Objective 1 »
Answer these from the text on object-relational mapping, one line each:
(a) Which two ORMs handle everything, including DDL?
(b) What are the foreign keys always based on?
(c) Where should transient data go instead of a database?
Objective 2 »
Using the text on object-relational mapping, explain in one to three sentences why SQL check constraints should not be embedded in the database.

Text block »

☆ ☆ ☆ ☆ ☆ ☆ ☆

If we have a good object-relational mapping layer, we can provide pleasant object-friendly definitions which can be mapped to Data Definition Language (DDL) and Data Manipulation Language (DML) without burning too many brain calories. If, on the other hand, we lack a good ORM mapping, we have to think through each kind of relationship and how we’ll implement it.
My ORM experience is split four ways among SQLAlchemy , Django , totally home-brewed designs, and the kind of ORM that iBatis handles. SQLAlchemy and Django handle everything, including DDL. iBatis requires that you do a competent database design, but it will build your Java objects neatly for you.
All of these (even my own home brew) have to cope with transforming rich object semantics into limited relational implementation.
We have tables and columns, of course. Each table has a unique, system-generated surrogate primary key (PK) and whatever is required to assure that the PKs are unique. A unique primary key index, or a suitable PK column declaration.
The relational implementation always has foreign keys (FK). The foreign keys can always be constrained with declared, formal FK constraint clauses. The FK’s are always based on the surrogate keys.
For performance reasons, you might want to add indexes on non-key fields. More power to you. That’s just performance tuning, not the essential model structure.
There are a number of things which are explicitly not present.
1. Triggers . While some argue for triggers, I haven’t had a good experience with a mature application. Maintenance of triggers seems to get exponentially more expensive. Since we have object class definitions, it isn’t clear why we need triggers.
2. Stored Procedures . Please don’t put code in the DB. It is a configuration management nightmare. Further, I can’t figure out what the allure is. ` PL/SQL is slow <../C465799452/E20070527090758.html>`__ . While some people try to tell me that PL/SQL improves performance, I can’t find much tangible evidence; no customer has benchmarks, and I can’t see the basis for the claim.
3. Cascade Delete Rules . These seem cool, but they aren’t exercised much, and the few places where people can delete things, the application handles it nicely. “What about transient data?” Transient data doesn’t belong in a database: use files or queues.
4. Other Random Constraints . The SQL Check Constraint is one of those things where there’s a blurry distinction between “essential” features of the entity and special cases, exceptions and situational policies. The check constraints are rarely universally true, so why try to embed them in the database? There are few enduring, essential, universal constraints, outside mandatory foreign key and not-null relationships. Just about everything else will evolve with the use cases.

☆ ☆ ☆ ☆ ☆ ☆ ☆

Data rows »
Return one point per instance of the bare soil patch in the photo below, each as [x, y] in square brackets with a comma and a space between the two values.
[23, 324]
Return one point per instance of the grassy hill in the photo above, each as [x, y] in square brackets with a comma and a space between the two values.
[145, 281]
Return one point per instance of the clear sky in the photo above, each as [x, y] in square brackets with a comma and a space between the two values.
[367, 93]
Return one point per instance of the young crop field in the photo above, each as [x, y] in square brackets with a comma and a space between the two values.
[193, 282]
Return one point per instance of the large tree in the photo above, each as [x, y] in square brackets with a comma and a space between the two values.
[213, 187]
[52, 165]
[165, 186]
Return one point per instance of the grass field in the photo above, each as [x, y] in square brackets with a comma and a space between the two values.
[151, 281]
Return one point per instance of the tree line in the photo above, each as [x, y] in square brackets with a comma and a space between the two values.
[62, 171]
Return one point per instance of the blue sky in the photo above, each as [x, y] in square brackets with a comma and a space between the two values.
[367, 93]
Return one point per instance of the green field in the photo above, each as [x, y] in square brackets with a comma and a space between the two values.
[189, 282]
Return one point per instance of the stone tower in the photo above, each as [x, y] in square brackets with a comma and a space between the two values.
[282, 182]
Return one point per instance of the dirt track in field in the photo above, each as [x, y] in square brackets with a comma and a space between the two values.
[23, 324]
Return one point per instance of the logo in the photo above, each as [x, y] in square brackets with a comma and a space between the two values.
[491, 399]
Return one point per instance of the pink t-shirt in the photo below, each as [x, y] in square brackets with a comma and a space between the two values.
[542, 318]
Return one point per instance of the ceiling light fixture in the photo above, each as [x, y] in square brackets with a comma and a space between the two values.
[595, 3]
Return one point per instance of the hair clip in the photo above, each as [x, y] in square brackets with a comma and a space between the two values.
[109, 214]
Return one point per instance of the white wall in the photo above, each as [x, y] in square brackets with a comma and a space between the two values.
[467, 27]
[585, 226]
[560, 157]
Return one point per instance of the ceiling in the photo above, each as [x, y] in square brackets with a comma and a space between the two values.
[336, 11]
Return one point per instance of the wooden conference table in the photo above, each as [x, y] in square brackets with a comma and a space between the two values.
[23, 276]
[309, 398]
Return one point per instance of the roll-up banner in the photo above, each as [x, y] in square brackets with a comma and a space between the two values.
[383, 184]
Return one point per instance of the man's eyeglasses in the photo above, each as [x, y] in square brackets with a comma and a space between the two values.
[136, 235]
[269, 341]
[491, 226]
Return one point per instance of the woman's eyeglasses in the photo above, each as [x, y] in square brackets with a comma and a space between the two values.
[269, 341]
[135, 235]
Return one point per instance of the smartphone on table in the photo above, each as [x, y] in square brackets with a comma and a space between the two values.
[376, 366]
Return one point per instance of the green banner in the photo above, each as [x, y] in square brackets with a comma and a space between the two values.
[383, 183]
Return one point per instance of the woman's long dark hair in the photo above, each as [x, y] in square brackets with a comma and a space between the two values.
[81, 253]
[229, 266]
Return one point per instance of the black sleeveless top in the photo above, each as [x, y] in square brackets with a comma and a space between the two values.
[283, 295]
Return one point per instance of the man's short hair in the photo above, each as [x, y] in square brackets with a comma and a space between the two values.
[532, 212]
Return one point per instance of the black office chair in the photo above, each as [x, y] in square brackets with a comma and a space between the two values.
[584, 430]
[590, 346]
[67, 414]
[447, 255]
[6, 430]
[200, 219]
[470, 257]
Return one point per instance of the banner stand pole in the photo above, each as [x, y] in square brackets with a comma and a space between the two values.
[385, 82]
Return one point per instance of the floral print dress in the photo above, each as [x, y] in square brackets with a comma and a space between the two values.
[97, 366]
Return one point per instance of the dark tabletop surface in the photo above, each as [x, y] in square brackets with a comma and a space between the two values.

☆ ☆ ☆ ☆ ☆ ☆ ☆

Exercise result 1 »
(a) SQLAlchemy and Django.
(b) The surrogate keys.
(c) In files or queues.

Exercise result 2 »
Check constraints are rarely universally true, and they blur the line between essential features of an entity and special cases, exceptions and situational policies. Apart from mandatory foreign key and not-null relationships, few constraints are enduring, essential and universal, and nearly everything else will evolve with the use cases.